» **Short exercise**: Please convert the records from the line that contains "Query: red storage bin" through the line that contains "387 290 L 407" into a two-column CSV with the columns instruction and result, one row per record. Put each value in a single quoted field and replace line breaks with spaces.

» **Supplied records**:
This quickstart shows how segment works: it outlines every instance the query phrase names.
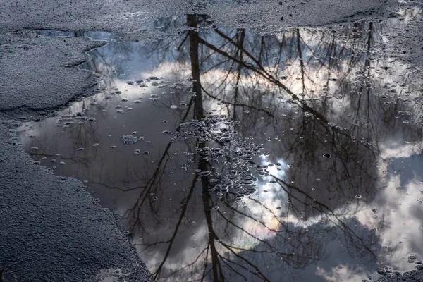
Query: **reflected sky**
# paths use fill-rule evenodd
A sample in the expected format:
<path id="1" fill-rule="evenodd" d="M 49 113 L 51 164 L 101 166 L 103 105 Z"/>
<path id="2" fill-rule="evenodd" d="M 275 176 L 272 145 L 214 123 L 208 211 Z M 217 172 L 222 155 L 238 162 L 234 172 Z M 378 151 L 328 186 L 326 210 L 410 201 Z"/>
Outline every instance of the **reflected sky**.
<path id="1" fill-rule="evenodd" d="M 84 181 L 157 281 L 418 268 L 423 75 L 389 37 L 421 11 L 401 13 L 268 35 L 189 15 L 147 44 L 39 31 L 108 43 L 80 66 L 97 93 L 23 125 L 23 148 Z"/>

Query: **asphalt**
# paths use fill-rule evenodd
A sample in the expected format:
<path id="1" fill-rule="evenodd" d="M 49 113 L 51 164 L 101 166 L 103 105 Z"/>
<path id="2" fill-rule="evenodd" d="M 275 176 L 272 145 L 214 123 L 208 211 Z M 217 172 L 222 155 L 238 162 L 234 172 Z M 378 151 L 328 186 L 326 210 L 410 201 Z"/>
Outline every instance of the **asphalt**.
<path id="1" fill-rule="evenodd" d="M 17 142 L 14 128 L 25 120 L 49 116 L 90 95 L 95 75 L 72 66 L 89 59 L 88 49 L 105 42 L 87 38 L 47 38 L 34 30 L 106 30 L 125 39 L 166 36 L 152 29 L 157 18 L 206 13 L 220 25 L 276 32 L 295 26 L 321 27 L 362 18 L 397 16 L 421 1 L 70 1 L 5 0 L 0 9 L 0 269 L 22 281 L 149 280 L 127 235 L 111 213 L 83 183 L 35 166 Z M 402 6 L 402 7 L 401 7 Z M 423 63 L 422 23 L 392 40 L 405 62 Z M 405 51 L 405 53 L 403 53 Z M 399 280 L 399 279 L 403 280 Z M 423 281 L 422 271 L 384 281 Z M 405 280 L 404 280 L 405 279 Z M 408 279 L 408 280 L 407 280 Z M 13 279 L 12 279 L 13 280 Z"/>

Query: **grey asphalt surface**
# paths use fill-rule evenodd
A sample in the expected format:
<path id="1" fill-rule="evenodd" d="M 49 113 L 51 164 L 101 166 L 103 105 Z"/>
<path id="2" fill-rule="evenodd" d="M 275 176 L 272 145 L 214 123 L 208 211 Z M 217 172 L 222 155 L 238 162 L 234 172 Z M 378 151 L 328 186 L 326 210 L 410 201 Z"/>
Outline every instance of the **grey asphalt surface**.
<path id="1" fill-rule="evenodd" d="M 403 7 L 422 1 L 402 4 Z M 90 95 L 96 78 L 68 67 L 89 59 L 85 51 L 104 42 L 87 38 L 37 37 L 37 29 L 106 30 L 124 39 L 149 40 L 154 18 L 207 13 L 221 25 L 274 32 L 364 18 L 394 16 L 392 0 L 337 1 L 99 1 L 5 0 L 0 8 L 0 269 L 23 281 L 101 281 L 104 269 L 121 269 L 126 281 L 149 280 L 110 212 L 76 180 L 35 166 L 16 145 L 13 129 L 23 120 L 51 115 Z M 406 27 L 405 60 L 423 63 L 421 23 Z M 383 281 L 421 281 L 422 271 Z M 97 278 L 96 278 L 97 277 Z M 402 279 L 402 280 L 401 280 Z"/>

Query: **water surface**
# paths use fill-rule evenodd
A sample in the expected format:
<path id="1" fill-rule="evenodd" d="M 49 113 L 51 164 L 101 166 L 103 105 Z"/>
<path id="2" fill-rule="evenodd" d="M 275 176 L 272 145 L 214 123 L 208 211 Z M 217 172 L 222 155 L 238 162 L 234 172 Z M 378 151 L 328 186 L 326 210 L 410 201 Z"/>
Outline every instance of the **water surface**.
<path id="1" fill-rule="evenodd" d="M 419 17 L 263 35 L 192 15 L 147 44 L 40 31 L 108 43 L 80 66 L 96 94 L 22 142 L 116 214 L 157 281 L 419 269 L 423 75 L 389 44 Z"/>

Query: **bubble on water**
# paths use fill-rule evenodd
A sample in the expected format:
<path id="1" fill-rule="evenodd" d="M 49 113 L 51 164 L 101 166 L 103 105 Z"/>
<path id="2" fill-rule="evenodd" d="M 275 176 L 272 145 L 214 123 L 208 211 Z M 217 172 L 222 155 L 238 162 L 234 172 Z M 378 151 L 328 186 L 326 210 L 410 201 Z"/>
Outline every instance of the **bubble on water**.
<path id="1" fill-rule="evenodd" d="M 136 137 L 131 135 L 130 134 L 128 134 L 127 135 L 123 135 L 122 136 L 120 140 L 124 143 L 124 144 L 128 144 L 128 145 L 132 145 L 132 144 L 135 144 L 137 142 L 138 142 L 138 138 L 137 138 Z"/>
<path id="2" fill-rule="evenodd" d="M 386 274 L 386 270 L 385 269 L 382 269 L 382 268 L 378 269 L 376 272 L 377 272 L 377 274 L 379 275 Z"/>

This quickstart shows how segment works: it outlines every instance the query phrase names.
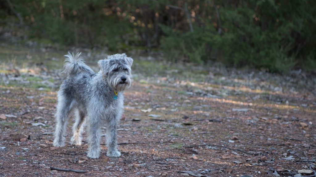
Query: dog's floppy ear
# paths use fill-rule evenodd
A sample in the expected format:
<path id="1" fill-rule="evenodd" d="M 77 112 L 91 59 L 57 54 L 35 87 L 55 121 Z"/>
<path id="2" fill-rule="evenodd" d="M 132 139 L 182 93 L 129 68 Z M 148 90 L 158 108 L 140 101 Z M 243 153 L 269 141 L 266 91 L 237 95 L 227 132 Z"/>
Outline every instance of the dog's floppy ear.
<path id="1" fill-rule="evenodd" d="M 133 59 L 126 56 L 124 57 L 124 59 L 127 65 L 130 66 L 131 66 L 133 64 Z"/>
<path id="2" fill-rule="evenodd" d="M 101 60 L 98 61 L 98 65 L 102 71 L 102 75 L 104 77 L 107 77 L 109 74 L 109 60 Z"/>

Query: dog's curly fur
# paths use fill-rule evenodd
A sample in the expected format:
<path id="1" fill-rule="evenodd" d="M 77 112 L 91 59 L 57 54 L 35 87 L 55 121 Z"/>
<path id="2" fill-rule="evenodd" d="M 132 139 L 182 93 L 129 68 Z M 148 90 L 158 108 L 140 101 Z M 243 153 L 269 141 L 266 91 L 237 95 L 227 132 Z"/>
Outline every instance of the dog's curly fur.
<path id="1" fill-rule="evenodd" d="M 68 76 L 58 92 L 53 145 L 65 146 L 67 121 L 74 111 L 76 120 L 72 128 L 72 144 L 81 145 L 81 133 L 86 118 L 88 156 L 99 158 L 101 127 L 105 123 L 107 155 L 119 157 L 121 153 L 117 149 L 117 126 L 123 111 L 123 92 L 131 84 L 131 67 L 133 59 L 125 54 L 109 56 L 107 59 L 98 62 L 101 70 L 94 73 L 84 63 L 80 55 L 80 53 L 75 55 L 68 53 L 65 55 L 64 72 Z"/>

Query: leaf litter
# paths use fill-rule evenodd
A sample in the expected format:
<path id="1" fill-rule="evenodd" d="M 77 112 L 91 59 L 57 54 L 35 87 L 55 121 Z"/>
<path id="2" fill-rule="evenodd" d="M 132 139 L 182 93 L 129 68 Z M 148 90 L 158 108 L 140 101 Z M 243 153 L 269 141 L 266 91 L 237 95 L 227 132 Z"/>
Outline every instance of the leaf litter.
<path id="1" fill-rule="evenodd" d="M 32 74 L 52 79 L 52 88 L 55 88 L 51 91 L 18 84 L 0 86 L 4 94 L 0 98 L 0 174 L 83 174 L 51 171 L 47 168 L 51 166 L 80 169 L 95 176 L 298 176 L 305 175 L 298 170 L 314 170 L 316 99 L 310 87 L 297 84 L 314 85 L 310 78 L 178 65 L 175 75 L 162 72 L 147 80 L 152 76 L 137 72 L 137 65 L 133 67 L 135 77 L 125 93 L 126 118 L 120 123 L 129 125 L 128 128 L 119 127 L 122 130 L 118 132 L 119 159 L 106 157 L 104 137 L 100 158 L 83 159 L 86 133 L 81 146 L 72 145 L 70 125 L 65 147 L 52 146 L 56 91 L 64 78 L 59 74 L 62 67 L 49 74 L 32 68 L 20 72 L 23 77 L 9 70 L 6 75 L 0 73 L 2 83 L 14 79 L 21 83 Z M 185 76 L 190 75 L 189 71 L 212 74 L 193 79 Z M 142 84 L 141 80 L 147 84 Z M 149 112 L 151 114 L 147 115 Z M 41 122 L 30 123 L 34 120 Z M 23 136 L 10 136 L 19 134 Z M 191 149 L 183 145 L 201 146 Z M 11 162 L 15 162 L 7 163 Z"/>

* * *

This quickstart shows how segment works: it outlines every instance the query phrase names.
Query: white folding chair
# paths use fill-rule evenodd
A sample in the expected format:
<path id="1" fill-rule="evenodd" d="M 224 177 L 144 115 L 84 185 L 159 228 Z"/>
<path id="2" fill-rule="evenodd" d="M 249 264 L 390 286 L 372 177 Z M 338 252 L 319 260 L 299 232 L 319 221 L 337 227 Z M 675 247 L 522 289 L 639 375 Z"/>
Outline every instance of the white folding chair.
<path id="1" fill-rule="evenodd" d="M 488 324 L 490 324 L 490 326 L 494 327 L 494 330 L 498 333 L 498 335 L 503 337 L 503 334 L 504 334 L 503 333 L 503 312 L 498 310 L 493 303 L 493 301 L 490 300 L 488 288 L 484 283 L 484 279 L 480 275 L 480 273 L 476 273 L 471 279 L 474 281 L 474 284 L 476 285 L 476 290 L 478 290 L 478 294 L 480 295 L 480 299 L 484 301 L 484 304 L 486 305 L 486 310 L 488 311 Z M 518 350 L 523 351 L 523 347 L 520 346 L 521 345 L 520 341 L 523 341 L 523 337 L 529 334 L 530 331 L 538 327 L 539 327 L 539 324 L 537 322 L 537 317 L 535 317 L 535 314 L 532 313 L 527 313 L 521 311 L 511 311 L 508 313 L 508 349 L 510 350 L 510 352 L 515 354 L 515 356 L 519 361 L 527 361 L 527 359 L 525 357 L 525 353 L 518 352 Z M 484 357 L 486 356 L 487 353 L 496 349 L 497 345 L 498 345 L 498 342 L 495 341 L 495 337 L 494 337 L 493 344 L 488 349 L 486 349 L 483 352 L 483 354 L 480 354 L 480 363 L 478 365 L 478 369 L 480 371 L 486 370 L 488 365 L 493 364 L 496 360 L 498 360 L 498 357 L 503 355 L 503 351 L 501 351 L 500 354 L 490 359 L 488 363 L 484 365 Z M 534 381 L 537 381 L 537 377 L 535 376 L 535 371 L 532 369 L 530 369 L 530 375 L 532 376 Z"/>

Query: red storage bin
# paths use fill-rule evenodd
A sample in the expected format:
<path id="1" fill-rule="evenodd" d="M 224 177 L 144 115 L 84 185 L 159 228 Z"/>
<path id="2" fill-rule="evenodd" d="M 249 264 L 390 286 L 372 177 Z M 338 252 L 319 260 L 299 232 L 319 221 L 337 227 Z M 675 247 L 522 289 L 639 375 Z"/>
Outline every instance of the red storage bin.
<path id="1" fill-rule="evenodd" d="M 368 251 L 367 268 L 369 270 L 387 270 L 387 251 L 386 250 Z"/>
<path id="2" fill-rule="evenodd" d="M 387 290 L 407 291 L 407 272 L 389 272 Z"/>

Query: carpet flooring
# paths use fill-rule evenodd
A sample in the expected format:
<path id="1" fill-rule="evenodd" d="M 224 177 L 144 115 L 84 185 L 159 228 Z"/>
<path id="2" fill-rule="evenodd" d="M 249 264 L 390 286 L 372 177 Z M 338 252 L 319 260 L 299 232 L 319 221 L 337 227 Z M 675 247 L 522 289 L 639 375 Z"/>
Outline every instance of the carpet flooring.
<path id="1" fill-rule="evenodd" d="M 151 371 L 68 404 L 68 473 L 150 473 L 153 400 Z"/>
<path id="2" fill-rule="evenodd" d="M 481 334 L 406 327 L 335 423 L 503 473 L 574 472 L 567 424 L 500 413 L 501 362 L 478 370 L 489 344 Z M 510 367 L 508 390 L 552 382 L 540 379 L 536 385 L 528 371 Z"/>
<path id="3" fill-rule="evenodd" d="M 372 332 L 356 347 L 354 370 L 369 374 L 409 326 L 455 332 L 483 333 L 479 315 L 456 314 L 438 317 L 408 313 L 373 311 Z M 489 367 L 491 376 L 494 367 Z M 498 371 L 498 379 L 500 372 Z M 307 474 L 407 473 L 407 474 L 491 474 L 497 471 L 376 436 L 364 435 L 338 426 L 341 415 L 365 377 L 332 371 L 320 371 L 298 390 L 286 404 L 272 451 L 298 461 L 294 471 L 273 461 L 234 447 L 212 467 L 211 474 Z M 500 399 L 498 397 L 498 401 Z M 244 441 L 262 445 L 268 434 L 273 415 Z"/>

» **The solution**:
instruction,result
"Query: red storage bin # paths use fill-rule evenodd A sample in the expected format: <path id=""1"" fill-rule=""evenodd"" d=""M 224 177 L 144 115 L 84 185 L 159 228 Z""/> <path id=""2"" fill-rule=""evenodd"" d=""M 249 264 L 390 286 L 372 177 Z M 338 252 L 319 260 L 299 232 L 319 221 L 337 227 Z M 675 247 L 522 289 L 639 375 Z""/> Outline every instance of the red storage bin.","<path id=""1"" fill-rule=""evenodd"" d=""M 368 251 L 367 268 L 369 270 L 387 270 L 387 251 L 386 250 Z""/> <path id=""2"" fill-rule=""evenodd"" d=""M 387 290 L 407 291 L 407 272 L 389 272 Z""/>"